Start PAGE TEXT
TypeError: while doing web scraping - python-3.x

I was just scraping data and want to make two columns of title and date but TypeError occurs
TypeError: from_dict() got an unexpected keyword argument 'columns'
CODE :
import requests
from bs4 import BeautifulSoup
import pandas as pd
url = 'https://timesofindia.indiatimes.com/topic/Hiv'
while True:
response=requests.get(url)
soup = BeautifulSoup(response.content,'html.parser')
content = soup.find_all('div',{'class': 'content'})
for contents in content:
title_tag = contents.find('span',{'class':'title'})
title= title_tag.text[1:-1] if title_tag else 'N/A'
date_tag = contents.find('span',{'class':'meta'})
date = date_tag.text if date_tag else 'N/A'
hiv={title : date}
print(' title : ', title ,' \n date : ' ,date )
url_tag = soup.find('div',{'class':'pagination'})
if url_tag.get('href'):
url = 'https://timesofindia.indiatimes.com/' + url_tag.get('href')
print(url)
else:
break
hiv1 = pd.DataFrame.from_dict(hiv , orient = 'index' , columns = ['title' ,'date'])
pandas is updated to version 0.23.4,then also error occurs.

The first thing I noticed is the construction of the dictionary is off. I'm assuming you want the dictionary of the entire title:date. The way as you have it now, will only keep the last.
End PAGE TEXT
WRITTEN EXERCISE 1:
Rescale the records below, giving again every line between the one holding "Q: Where is a point on each instance of the parked" and the one holding "x=343, y=384", inclusive. Leave the requests and their sample points unchanged, multiply each answer coordinate by 1.1, and round to whole numbers with halves rounded up.
Start SUPPLIED DATA
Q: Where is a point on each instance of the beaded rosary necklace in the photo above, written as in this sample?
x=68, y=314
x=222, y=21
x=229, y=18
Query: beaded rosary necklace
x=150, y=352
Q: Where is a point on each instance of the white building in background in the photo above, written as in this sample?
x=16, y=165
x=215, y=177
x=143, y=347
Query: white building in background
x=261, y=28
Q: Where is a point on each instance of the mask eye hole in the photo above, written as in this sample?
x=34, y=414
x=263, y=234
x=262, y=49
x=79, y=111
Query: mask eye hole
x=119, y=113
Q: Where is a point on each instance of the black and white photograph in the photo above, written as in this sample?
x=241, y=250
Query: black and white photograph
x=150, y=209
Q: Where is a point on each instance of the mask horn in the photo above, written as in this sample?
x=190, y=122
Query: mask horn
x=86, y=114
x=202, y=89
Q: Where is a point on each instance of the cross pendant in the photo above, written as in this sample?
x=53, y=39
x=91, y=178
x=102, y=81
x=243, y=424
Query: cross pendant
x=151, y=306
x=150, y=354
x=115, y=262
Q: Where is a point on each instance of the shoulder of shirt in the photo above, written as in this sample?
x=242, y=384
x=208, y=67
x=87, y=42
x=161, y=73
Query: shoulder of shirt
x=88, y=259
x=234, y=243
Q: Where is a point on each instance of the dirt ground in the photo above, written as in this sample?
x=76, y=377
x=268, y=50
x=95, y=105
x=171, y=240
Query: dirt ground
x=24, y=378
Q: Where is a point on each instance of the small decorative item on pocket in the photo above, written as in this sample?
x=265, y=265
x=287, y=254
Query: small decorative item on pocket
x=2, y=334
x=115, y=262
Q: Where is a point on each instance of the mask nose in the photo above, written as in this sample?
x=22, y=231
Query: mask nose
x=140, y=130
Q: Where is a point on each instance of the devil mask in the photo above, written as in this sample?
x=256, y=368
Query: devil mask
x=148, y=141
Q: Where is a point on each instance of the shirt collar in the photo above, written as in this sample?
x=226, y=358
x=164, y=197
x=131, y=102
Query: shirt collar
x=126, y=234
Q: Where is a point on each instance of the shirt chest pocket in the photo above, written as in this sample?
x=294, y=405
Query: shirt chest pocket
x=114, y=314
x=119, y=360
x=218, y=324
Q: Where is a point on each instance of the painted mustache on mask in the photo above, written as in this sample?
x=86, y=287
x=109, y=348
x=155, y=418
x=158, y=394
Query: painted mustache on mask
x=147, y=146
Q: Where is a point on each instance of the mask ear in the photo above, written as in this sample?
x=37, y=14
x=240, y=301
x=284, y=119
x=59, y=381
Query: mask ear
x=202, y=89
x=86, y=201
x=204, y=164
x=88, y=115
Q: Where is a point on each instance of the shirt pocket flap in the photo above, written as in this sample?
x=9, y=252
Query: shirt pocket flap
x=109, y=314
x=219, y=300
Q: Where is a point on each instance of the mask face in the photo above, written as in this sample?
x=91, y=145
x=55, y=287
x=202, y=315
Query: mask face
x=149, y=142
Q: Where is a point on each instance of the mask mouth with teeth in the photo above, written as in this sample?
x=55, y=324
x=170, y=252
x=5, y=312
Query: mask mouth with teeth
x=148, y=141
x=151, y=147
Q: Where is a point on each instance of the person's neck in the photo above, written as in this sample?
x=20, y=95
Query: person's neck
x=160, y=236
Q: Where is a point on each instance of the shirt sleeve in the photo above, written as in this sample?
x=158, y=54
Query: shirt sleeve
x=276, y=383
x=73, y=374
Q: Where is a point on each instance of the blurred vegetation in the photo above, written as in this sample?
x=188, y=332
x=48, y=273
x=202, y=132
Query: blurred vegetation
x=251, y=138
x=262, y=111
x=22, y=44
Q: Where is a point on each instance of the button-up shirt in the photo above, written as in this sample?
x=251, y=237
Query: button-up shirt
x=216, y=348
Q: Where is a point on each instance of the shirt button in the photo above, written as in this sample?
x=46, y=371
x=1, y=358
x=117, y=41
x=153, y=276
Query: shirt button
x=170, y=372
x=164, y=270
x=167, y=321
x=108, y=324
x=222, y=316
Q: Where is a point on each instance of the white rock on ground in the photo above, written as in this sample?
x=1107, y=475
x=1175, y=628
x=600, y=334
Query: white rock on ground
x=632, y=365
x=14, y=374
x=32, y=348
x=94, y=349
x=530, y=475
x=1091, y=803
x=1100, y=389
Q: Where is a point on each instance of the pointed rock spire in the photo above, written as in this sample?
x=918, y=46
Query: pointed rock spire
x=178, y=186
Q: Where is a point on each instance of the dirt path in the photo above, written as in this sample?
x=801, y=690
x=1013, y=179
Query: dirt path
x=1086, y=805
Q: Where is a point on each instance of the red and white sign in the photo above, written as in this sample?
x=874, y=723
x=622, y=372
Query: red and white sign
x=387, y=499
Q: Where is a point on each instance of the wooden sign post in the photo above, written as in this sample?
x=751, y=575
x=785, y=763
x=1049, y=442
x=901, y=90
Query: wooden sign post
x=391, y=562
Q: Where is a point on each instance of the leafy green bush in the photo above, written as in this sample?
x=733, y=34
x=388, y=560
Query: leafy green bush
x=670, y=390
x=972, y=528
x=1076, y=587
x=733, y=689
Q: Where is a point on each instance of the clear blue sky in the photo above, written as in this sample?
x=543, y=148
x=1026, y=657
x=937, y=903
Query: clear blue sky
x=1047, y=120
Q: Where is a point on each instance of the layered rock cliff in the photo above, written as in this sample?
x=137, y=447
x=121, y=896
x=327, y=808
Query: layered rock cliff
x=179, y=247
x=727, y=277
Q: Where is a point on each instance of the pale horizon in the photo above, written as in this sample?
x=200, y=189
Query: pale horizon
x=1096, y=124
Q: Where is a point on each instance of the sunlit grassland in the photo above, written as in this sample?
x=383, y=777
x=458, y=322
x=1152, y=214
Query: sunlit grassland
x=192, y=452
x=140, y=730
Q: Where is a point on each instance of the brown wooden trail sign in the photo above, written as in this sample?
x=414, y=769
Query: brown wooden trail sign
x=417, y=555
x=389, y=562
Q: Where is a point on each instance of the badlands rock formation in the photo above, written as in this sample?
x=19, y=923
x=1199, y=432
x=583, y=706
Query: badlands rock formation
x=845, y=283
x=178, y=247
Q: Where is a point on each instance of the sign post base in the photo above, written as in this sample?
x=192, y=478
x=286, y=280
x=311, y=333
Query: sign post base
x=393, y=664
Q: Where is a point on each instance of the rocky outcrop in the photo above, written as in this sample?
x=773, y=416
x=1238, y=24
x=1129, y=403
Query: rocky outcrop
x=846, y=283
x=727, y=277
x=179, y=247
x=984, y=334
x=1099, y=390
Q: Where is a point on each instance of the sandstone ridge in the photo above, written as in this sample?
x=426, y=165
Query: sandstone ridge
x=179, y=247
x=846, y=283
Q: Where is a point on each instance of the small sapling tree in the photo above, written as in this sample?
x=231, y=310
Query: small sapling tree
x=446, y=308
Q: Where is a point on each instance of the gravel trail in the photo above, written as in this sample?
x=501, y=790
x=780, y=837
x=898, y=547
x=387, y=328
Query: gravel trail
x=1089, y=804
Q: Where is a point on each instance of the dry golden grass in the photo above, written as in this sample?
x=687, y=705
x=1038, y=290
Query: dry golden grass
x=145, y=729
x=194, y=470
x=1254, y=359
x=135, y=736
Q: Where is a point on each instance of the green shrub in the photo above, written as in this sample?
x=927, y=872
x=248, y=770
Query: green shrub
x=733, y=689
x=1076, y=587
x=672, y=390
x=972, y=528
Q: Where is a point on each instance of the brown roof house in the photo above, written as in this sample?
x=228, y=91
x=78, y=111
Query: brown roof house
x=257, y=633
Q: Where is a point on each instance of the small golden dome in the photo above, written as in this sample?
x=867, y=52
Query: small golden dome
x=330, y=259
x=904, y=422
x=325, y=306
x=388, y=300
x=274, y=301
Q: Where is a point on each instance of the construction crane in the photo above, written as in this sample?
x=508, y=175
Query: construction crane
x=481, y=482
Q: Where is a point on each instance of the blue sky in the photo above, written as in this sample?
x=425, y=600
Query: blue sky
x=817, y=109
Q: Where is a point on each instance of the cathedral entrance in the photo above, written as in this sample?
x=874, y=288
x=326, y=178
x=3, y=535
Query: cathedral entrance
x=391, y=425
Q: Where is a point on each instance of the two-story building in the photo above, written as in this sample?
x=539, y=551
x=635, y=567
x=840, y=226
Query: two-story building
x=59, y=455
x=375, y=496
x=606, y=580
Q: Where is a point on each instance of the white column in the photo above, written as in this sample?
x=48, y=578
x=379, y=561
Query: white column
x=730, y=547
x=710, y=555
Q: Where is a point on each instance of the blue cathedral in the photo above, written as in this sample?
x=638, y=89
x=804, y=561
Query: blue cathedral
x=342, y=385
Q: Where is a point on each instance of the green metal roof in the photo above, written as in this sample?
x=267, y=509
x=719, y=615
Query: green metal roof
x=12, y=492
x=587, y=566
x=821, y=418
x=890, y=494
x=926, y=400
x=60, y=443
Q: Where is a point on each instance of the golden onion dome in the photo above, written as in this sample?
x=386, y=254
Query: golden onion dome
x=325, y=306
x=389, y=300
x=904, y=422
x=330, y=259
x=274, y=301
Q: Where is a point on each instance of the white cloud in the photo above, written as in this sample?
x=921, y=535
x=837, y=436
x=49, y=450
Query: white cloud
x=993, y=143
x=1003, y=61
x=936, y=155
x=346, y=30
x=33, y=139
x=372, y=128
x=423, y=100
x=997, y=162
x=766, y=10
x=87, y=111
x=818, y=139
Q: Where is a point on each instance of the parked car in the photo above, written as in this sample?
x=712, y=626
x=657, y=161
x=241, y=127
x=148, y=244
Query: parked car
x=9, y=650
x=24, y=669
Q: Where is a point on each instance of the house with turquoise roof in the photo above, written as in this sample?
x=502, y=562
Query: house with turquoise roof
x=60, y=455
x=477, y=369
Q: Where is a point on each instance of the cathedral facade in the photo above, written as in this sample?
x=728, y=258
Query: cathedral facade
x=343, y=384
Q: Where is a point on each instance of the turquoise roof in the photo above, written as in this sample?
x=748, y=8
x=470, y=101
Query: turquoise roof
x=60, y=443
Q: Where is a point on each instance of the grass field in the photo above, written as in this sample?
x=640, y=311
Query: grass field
End SUPPLIED DATA
WRITTEN EXERCISE 2:
Extend the forum thread about the pandas from_dict TypeError, starting after its final sentence.

RIGHT ANSWER 1:
Q: Where is a point on each instance of the parked car in the photo above, written as in this sample?
x=712, y=626
x=657, y=161
x=241, y=127
x=148, y=244
Query: parked car
x=10, y=715
x=26, y=736
Q: Where is a point on each instance of the house with turquoise roof in the photo above, written as in this sample?
x=502, y=562
Query: house with turquoise roof
x=66, y=501
x=525, y=406
Q: Where is a point on each instance of the cathedral facade in the photo above, written as in this sample?
x=728, y=258
Query: cathedral facade
x=377, y=422

RIGHT ANSWER 2:
Then when you do that, the index of the dataframe with be the key, and the values are the series/column. So technically there's only 1 column. I can create the two columns by resetting the index, then that index is put into a column that I rename 'title'
import requests
from bs4 import BeautifulSoup
import pandas as pd
url = 'https://timesofindia.indiatimes.com/topic/Hiv'
response=requests.get(url)
soup = BeautifulSoup(response.content,'html.parser')
content = soup.find_all('div',{'class': 'content'})
hiv = {}
for contents in content:
title_tag = contents.find('span',{'class':'title'})
title= title_tag.text[1:-1] if title_tag else 'N/A'
date_tag = contents.find('span',{'class':'meta'})
date = date_tag.text if date_tag else 'N/A'
hiv.update({title : date})
print(' title : ', title ,' \n date : ' ,date )
hiv1 = pd.DataFrame.from_dict(hiv , orient = 'index' , columns = ['date'])
hiv1 = hiv1.rename_axis('title').reset_index()
Output:
print (hiv1)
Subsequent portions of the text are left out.